Could you rewrite the listing between the lines holding "Box each black cabinet" and "427;475;444;543", inclusive, replacing "ballpoint pen" with "rollerball pen" and leaving everything else unchanged?

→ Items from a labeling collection
[start]

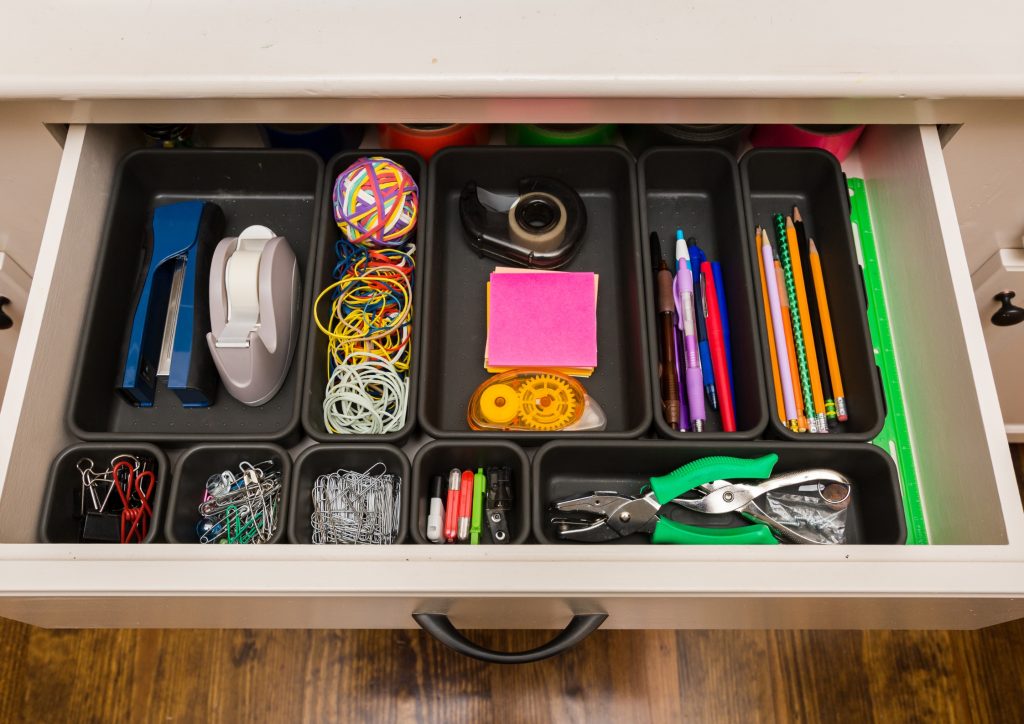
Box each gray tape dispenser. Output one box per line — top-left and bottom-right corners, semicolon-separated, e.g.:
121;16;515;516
206;226;301;406
459;176;587;269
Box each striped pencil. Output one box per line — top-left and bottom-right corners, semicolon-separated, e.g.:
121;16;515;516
793;206;836;424
809;239;847;422
754;226;786;424
785;216;828;432
774;259;807;432
775;214;818;432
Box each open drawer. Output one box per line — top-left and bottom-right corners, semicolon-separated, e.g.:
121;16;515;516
0;126;1024;628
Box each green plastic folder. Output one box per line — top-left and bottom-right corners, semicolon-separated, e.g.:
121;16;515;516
847;178;928;545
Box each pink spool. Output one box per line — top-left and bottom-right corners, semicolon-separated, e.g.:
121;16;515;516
751;124;864;161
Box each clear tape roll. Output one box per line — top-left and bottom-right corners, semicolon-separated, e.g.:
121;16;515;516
509;191;568;252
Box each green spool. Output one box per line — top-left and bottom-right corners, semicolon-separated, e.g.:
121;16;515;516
774;214;817;432
505;123;615;145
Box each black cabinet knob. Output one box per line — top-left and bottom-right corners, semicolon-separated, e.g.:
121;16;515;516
992;290;1024;327
0;297;14;330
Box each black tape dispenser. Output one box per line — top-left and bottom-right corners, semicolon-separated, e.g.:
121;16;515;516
459;176;587;269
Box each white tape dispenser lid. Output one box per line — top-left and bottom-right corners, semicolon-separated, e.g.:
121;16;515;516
217;225;276;347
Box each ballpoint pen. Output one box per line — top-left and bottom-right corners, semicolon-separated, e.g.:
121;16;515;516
700;261;736;432
657;259;682;429
469;468;487;546
649;231;689;432
444;468;462;543
689;240;716;410
711;261;736;397
675;229;705;432
458;470;474;543
427;475;444;543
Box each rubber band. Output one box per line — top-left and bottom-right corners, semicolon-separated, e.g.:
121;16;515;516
313;192;416;435
333;156;420;247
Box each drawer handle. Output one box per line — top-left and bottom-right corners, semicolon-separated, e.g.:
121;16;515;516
413;613;608;664
0;297;14;330
992;291;1024;327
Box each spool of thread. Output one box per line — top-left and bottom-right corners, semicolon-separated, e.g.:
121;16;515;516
377;123;489;161
333;156;420;248
623;123;751;156
505;123;615;145
751;124;864;161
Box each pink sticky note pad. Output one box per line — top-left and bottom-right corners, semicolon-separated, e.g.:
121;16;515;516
487;271;597;368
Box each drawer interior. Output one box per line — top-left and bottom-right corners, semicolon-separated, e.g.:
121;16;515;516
0;125;1024;561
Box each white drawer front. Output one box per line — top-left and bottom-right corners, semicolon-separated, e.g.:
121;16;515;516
0;121;1024;628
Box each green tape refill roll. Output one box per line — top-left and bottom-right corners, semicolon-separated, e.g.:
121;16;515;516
505;123;615;145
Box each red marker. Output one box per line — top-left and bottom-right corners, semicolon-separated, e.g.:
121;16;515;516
444;468;462;543
700;261;736;432
459;470;474;541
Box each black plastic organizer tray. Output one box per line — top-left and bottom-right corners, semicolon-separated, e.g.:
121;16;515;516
639;147;768;440
410;440;530;545
68;150;324;443
419;146;651;444
288;442;412;545
302;151;428;444
739;148;886;442
164;442;292;545
39;442;171;545
532;440;906;545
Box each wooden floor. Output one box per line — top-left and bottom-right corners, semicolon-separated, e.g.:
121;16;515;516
0;451;1024;724
0;622;1024;724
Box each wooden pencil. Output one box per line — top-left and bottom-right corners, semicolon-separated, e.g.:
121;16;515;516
809;239;848;422
793;206;837;424
754;226;785;425
775;259;807;432
785;216;828;432
773;214;818;432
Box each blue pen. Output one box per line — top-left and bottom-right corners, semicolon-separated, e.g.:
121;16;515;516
711;261;736;397
690;241;718;410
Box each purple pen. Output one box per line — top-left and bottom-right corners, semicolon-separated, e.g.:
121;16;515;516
673;229;705;432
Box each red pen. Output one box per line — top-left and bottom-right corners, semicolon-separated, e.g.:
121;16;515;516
444;468;462;543
459;470;474;541
700;261;736;432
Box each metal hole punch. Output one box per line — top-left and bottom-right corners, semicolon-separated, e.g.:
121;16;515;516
550;455;852;545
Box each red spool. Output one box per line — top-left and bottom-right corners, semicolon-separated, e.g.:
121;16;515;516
751;124;864;161
377;123;488;161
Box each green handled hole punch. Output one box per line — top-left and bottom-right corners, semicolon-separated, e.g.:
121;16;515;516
551;454;852;545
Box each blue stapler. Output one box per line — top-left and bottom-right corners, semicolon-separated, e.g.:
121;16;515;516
119;201;224;408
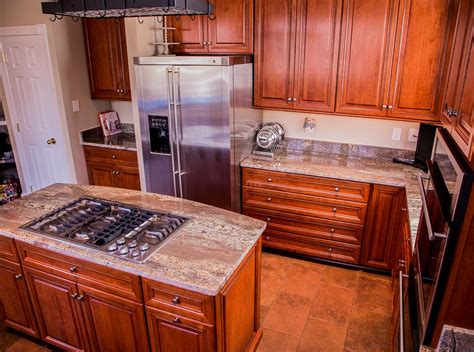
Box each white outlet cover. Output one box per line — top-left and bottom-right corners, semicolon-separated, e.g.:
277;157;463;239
392;127;402;141
408;128;418;142
72;100;81;112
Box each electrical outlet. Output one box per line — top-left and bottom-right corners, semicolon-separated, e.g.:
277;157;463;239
392;128;402;141
72;100;81;112
408;128;418;142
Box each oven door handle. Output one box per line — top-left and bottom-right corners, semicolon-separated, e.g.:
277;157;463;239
417;174;448;241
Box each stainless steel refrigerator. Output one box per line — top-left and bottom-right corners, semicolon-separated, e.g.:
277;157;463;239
134;56;262;212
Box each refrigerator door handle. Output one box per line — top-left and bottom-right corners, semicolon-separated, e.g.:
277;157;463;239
166;67;181;197
172;67;184;198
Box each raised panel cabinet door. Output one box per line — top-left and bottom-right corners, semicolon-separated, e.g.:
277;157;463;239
336;0;399;116
84;18;130;100
293;0;342;112
0;260;39;337
167;16;209;54
361;185;403;271
87;162;114;187
146;307;215;352
78;284;149;352
207;0;254;54
24;267;87;351
254;0;296;109
388;0;451;121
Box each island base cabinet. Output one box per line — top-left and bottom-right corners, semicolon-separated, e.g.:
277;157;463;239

[end]

→ FINISHED TASK
Box each black cabinet knob. Output one box per line — top-left and bottom-right corners, semicolon-separated, e.g.:
121;16;515;516
992;290;1024;327
0;297;14;330
Box each black tape dispenser. Output one box per line — top-left and bottom-right corners, semicolon-separated, e.g.:
121;16;515;516
459;176;587;269
Box each white tape dispenser lid. Output one box per line — top-left and bottom-right corners, semicolon-separated, e.g.:
121;16;515;516
217;225;276;347
Box each rollerball pen. Output one box per line — top-left and bottom-right corners, semicolon-separated, e.g.:
121;16;515;516
700;261;736;432
657;259;682;429
469;468;487;546
649;231;689;432
444;468;462;543
689;240;716;410
711;261;736;397
675;229;705;432
458;470;474;543
427;475;444;543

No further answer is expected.